[DATA FOR REVIEW]
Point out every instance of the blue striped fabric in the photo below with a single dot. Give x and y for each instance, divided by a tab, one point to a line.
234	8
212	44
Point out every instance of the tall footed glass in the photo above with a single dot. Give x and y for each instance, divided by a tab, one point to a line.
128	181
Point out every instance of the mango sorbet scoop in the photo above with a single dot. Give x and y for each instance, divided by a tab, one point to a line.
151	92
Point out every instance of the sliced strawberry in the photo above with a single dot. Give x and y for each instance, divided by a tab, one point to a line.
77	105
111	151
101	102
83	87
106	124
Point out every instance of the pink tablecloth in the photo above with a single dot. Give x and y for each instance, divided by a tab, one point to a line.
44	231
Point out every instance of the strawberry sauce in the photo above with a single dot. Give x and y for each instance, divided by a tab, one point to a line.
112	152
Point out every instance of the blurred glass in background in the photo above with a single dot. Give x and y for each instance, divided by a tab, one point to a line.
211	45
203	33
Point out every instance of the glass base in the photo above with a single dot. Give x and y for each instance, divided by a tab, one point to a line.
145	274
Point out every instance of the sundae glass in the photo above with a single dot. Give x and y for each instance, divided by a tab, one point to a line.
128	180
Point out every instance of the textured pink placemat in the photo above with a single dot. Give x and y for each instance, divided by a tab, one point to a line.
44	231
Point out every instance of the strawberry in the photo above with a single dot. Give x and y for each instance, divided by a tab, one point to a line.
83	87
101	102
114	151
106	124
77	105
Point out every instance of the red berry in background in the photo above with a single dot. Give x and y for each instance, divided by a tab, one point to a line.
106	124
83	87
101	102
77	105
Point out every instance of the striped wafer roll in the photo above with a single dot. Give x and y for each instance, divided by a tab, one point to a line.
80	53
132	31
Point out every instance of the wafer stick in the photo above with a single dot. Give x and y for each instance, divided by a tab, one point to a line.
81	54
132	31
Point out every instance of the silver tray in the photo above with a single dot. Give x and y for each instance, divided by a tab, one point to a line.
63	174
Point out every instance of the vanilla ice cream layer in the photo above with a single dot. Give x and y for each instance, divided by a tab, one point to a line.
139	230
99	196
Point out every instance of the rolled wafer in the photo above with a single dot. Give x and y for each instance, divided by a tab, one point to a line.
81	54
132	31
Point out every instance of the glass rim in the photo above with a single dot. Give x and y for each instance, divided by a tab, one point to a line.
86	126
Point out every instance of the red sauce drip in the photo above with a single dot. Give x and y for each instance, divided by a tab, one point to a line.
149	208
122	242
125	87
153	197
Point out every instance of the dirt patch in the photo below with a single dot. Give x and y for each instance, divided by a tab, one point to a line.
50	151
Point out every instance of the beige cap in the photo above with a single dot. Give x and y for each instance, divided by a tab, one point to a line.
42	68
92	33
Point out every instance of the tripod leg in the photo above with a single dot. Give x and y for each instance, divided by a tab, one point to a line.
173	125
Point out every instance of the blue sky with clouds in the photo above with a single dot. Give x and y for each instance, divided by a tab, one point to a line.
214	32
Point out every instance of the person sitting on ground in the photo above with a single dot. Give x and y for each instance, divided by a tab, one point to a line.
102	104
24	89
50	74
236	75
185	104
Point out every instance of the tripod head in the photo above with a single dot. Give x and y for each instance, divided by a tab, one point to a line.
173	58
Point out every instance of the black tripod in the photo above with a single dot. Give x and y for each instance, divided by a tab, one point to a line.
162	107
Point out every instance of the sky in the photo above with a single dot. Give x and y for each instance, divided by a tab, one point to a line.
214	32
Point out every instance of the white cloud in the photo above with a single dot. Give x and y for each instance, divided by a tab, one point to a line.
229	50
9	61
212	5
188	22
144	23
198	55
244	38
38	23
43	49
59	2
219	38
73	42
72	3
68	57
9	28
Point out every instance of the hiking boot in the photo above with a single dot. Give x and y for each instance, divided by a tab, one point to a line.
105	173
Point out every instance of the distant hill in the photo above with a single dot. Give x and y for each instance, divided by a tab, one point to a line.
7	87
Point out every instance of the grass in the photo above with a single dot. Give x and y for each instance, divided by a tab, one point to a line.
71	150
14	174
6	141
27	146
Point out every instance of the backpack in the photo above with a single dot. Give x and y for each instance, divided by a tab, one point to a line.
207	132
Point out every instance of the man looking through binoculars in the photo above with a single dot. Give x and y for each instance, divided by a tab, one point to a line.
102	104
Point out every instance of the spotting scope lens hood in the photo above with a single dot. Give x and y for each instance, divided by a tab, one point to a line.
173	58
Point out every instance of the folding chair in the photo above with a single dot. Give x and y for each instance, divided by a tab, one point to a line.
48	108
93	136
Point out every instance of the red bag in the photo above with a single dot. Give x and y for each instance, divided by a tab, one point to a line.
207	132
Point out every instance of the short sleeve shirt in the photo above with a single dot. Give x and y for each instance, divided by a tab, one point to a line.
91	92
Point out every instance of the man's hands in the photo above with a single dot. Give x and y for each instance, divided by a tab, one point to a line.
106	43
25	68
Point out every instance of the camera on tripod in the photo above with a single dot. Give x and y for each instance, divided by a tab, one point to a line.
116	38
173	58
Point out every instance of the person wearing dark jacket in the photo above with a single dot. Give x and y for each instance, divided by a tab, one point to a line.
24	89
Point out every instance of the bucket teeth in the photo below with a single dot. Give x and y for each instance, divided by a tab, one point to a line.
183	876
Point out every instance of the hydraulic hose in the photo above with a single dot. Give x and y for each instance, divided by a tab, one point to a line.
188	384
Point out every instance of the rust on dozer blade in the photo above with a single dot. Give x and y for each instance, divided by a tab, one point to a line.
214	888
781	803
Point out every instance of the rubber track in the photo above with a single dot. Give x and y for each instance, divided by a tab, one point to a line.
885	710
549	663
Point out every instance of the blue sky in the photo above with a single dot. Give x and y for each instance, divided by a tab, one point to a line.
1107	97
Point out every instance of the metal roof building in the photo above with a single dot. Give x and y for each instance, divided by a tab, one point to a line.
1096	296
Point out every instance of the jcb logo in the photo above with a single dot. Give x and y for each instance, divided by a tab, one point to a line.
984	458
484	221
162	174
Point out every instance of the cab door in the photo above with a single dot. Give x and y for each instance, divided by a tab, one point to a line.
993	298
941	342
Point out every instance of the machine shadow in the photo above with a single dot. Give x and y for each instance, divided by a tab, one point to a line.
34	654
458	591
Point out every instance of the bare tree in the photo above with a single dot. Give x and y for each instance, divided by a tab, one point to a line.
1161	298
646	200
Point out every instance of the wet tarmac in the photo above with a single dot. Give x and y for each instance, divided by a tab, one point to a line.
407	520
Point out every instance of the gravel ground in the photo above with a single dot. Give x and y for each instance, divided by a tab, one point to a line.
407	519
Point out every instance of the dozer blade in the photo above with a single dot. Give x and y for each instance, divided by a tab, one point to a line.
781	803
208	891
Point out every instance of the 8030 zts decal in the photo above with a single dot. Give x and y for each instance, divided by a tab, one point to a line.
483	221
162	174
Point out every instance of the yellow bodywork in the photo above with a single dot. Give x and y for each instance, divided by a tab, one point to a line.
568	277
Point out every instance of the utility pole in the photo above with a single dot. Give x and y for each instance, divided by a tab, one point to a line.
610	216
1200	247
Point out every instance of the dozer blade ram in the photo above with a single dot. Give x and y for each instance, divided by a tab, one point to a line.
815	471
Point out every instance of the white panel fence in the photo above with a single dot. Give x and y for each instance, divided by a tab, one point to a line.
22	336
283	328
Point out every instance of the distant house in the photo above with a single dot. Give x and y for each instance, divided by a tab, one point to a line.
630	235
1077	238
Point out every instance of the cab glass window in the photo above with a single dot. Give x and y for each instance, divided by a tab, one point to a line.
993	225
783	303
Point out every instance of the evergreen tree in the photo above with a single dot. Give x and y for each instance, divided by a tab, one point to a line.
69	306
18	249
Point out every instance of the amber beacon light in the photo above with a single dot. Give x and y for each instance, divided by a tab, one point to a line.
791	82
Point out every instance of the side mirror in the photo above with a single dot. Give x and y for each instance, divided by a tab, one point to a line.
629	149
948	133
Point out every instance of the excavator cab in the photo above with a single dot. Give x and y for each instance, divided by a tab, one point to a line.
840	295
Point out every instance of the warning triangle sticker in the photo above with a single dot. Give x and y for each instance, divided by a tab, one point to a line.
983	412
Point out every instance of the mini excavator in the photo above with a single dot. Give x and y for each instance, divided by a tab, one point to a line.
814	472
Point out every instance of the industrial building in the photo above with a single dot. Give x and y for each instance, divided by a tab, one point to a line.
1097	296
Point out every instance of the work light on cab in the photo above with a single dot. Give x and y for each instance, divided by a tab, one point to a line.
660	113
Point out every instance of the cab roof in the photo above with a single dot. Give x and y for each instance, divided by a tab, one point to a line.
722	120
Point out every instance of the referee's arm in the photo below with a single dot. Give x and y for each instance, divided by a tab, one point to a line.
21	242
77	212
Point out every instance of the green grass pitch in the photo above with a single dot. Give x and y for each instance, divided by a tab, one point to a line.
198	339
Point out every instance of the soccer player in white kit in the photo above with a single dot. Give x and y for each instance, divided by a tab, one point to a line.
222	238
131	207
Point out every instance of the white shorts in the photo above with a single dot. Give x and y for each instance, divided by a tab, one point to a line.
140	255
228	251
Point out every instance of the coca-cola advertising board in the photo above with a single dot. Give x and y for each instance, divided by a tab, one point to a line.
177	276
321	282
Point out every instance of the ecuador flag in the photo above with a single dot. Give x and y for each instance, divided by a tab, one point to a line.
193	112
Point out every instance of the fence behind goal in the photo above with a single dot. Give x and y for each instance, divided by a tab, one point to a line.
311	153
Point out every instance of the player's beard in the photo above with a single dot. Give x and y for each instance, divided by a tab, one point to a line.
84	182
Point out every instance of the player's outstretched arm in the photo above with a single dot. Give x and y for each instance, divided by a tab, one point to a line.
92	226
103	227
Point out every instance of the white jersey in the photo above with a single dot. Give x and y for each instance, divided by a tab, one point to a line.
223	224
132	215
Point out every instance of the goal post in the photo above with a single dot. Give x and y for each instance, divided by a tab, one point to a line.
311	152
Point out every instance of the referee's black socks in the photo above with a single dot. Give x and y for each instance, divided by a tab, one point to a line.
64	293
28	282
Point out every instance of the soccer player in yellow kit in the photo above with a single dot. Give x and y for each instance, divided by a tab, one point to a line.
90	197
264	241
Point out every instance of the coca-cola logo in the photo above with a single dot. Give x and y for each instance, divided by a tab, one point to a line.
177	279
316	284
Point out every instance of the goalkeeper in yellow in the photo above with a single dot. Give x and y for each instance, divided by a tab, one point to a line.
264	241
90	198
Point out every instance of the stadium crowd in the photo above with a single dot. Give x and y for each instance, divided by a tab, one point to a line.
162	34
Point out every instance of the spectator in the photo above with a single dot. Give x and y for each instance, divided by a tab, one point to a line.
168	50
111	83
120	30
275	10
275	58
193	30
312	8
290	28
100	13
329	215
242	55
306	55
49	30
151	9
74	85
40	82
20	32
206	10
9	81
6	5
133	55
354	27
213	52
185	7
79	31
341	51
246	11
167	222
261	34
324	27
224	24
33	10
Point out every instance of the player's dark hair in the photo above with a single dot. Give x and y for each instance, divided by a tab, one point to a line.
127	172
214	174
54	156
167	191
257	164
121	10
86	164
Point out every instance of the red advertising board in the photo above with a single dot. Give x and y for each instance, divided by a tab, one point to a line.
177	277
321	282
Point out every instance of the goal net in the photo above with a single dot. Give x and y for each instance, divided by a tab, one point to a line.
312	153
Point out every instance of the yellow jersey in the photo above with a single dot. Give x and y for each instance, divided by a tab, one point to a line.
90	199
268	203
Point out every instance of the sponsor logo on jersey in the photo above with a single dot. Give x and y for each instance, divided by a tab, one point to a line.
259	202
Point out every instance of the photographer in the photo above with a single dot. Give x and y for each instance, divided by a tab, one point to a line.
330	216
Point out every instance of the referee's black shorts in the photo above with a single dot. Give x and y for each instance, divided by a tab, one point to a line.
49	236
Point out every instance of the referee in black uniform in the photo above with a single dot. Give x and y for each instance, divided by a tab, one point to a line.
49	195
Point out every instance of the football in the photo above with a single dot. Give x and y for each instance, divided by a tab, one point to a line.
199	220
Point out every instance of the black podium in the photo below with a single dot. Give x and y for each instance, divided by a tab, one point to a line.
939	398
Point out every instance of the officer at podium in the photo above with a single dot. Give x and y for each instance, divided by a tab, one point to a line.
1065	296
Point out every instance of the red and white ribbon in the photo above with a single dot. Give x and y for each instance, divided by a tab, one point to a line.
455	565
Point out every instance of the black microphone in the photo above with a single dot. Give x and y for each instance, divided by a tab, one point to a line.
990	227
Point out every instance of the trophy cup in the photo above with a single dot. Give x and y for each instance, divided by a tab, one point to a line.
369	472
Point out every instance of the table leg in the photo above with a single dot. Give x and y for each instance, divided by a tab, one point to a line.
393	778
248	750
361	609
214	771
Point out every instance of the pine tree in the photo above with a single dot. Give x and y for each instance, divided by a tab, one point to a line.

[TASK TO CARRY OUT]
Lines from the one containing "Point out every instance of the black podium" to the end of the data are to be printed exactly, including the first and last.

[SOLVED EXERCISE]
Point out every instance of the black podium in the photo below with a single dot. Give x and y for each instance, divided by a tab, one point to a line.
939	398
Point out every instance of the officer at podium in the photo above with a single dot. Give x and y for each instance, divided by a tab, one point to a line.
1065	296
Point out every instance of the red and white ribbon in the photo above with a single dot. Give x and y for each instance, divided by a tab, one point to a line.
455	565
Point out every instance of the black microphone in the photo above with a single dot. Give x and y for each instance, divided by a tab, one point to a line.
990	227
Point out every instance of the trophy cup in the photo above with a single dot. Give x and y for each instance, divided by a tab, one point to a line.
369	472
Point out every instance of the table leg in the photo above with a single dot. Give x and y for each instance, divided by a tab, one point to a line.
393	778
248	750
361	609
214	771
Point out every instance of the pine tree in the photo above with a single dot. Give x and y for each instance, divided by a tab, one point to a line.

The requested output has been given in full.